■ Exercise requirements: An exact copy of the entries below is the expected answer.

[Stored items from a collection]
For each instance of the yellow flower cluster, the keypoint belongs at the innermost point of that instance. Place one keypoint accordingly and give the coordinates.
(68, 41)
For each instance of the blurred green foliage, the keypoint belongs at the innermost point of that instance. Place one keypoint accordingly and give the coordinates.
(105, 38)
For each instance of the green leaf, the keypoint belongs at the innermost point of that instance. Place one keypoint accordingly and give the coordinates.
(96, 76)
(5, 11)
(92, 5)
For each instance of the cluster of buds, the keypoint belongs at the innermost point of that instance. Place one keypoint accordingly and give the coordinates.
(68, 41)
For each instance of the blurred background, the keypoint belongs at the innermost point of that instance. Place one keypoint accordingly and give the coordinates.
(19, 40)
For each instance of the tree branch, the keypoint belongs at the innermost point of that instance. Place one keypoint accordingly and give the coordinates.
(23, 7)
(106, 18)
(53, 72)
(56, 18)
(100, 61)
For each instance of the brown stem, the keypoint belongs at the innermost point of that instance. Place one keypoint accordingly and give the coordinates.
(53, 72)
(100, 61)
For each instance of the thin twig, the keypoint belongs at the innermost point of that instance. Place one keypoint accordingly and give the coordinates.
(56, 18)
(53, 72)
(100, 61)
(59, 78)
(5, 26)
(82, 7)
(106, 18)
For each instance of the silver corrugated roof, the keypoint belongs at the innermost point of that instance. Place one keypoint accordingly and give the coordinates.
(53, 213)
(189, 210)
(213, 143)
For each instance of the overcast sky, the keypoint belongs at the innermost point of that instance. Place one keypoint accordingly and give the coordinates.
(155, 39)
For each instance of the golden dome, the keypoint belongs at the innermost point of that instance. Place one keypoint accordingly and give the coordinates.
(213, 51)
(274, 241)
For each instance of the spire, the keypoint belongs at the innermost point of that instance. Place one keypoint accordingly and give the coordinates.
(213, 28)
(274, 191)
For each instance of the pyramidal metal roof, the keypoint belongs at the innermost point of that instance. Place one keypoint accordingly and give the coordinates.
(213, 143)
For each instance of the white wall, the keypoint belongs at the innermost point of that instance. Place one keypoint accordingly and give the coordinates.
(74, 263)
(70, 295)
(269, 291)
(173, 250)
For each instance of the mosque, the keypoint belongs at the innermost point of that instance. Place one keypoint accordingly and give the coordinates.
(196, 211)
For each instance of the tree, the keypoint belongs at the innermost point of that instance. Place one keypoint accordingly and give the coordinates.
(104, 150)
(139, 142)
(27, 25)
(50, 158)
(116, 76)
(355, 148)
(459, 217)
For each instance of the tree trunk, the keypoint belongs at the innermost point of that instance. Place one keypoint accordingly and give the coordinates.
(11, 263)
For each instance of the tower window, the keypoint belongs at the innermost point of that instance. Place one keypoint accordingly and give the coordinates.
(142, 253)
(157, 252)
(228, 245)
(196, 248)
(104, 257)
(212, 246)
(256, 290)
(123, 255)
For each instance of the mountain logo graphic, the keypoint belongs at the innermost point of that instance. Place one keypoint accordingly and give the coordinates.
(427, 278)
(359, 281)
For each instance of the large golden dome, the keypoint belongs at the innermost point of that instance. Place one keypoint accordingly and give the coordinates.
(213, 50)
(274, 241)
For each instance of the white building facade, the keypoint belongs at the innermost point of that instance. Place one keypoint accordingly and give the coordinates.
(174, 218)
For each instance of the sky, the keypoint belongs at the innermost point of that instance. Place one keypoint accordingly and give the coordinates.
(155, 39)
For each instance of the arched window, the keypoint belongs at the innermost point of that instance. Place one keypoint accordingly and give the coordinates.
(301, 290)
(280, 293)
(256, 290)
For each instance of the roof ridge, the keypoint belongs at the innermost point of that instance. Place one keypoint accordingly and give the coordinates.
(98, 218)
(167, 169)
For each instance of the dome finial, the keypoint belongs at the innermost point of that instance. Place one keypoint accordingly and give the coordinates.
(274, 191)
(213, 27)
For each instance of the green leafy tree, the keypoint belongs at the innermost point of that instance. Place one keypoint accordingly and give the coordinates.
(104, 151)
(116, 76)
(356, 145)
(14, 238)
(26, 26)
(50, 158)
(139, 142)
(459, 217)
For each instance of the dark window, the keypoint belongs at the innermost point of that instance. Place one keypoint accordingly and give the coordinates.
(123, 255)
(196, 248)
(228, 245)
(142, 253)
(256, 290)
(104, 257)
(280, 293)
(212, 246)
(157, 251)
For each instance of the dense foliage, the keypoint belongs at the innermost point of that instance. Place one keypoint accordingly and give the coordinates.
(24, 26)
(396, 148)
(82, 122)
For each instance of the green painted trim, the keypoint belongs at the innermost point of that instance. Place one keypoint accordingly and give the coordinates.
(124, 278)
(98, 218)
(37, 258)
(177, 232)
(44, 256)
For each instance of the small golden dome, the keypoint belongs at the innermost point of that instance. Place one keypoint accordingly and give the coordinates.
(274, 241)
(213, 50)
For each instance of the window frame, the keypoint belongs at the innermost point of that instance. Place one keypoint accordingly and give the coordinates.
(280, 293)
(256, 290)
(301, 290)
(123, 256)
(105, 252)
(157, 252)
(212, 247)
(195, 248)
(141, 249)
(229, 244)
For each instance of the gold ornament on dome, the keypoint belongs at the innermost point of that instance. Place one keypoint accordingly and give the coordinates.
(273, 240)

■ Response area:
For each instance of the yellow flower cluster, the keypoint belongs at the innermost point of that instance. Place one keypoint accordingly and give the coordinates.
(68, 41)
For each instance of the blurred green foliage, the keypoint belongs at the innermost point of that instance. Place one keypoint accordingly and give the coordinates.
(105, 38)
For each instance of the green leaf, the keypoint belongs at the innermost point of that instance. Place one keypoint accordingly and give the coordinates.
(96, 76)
(5, 11)
(92, 5)
For each instance of the cluster of buds, the keypoint belongs at the innermost point of that instance. Place one keypoint accordingly and give the coordinates.
(68, 41)
For each instance of the blurred background, the keypoint belongs at the innermost point of that instance. Place one keypoint accordingly and give the coordinates.
(19, 40)
For each instance of the tree branch, the keypoint belongs at the innermost point of that instance. Place one keypoint accordingly and give the coordinates.
(23, 7)
(106, 18)
(53, 72)
(56, 18)
(100, 61)
For each instance of the brown stem, the keypoint belongs at the innermost point of that instance. Place one keypoint accordingly and give the coordinates.
(53, 72)
(100, 61)
For each instance of the thin twig, the keypoint belongs at the innermost point of that instance. Place one keypoint accordingly and give the coordinates.
(56, 18)
(53, 72)
(100, 61)
(59, 78)
(5, 26)
(82, 7)
(106, 18)
For each instance of the silver corrugated roof, the keypoint belongs at the innermost point of that instance. Place one keypoint accordingly and give the coordinates.
(53, 213)
(189, 210)
(213, 143)
For each instance of the overcast sky, the keypoint belongs at the innermost point of that instance. Place one keypoint accordingly and give the coordinates.
(155, 39)
For each instance of the golden dome, the keypoint belongs at the innermost point of that instance. Place one keypoint accordingly and give the coordinates.
(213, 51)
(274, 241)
For each instance of the spire, the keypoint belongs at the innermost point of that instance. Place one keypoint accordingly and give the coordinates.
(213, 28)
(274, 191)
For each instance of the pyramidal metal roof, the keypoint belongs at the innermost point of that instance. Place one keypoint accordingly and give the coordinates.
(213, 143)
For each instance of the white wall, the keypoint belongs at the innermost point of that instance. Place one keypoint accordingly and give the coordinates.
(74, 263)
(70, 295)
(269, 291)
(173, 250)
For each instance of the mosque, the keypoint belongs at the innermost point of that instance. Place one keypoint accordingly and give the coordinates.
(196, 211)
For each instance of the tree, the keypoint belongs at the innermost point of that instance. Place one keypoint accordingly and give the coordinates.
(104, 150)
(139, 142)
(27, 25)
(50, 158)
(116, 76)
(355, 148)
(459, 217)
For each instance of the tree trunk, the keypoint belongs at the innermost point of that instance. Place one keypoint accordingly and give the coordinates.
(11, 263)
For each instance of the tower window, the keypoint belongs at the innermost point of that instance. Place one keypoint accordingly and give the coordinates.
(142, 253)
(157, 252)
(228, 245)
(196, 248)
(104, 257)
(212, 246)
(256, 290)
(123, 255)
For each instance of the mountain logo graphic, the keypoint belongs at the innermost point of that instance. Place one keypoint accordingly and give the coordinates.
(427, 278)
(359, 281)
For each instance of the large golden dome, the keypoint belongs at the innermost point of that instance. Place one keypoint accordingly and give the coordinates.
(213, 50)
(274, 241)
For each instance of the white building facade, the keypoint belongs at the innermost point of that instance. Place one keypoint accordingly and give the coordinates.
(174, 218)
For each instance of the sky, the keypoint belongs at the innermost point of that instance. Place one keypoint accordingly and give the coordinates.
(155, 39)
For each instance of the arched window, the keypoint belongs at the innermost point of that instance. Place one keypoint accordingly and give the coordinates.
(301, 290)
(280, 293)
(256, 290)
For each instance of the roof ridge, the keypoint belongs at the innermost point of that instance. Place one keypoint accordingly and give the coordinates.
(98, 218)
(167, 169)
For each instance of the dome finial, the keypoint belongs at the innermost point of that instance. Place one keypoint accordingly and give the coordinates.
(274, 191)
(213, 27)
For each instance of the green leafy tree, the keypoint belongs at the innermost point of that instance. Place one keypoint accordingly and give the coordinates.
(104, 151)
(116, 76)
(356, 145)
(14, 238)
(26, 26)
(50, 158)
(139, 142)
(459, 217)
For each instance of the dark window, the keypoint belongs at the innermost point of that instance. Place one keypoint accordingly and give the coordinates.
(123, 255)
(196, 248)
(228, 245)
(142, 253)
(256, 290)
(104, 257)
(280, 293)
(212, 246)
(157, 251)
For each instance of the dense foliage, the keypoint belongs at the innermost point of that instance. Place one keypoint accordingly and give the coordinates.
(24, 26)
(396, 148)
(82, 122)
For each instance of the green painted trim, the keypoint belongs at the innermost point of that instance. Place one keypoint accordingly and give the coordinates.
(124, 278)
(98, 218)
(37, 258)
(177, 232)
(44, 256)
For each instance of the small golden dome, the keypoint belongs at the innermost point of that instance. Place one keypoint accordingly and give the coordinates.
(274, 241)
(213, 50)
For each instance of the window frame, the keypoint belongs at the innermost point of that instance. Place one keypoint accordingly and give the coordinates.
(280, 293)
(256, 290)
(301, 290)
(123, 256)
(105, 252)
(157, 252)
(212, 247)
(195, 248)
(141, 249)
(229, 244)
For each instance of the gold ornament on dome, the keypoint belongs at the innermost point of that instance. Place one keypoint accordingly and give the coordinates.
(273, 240)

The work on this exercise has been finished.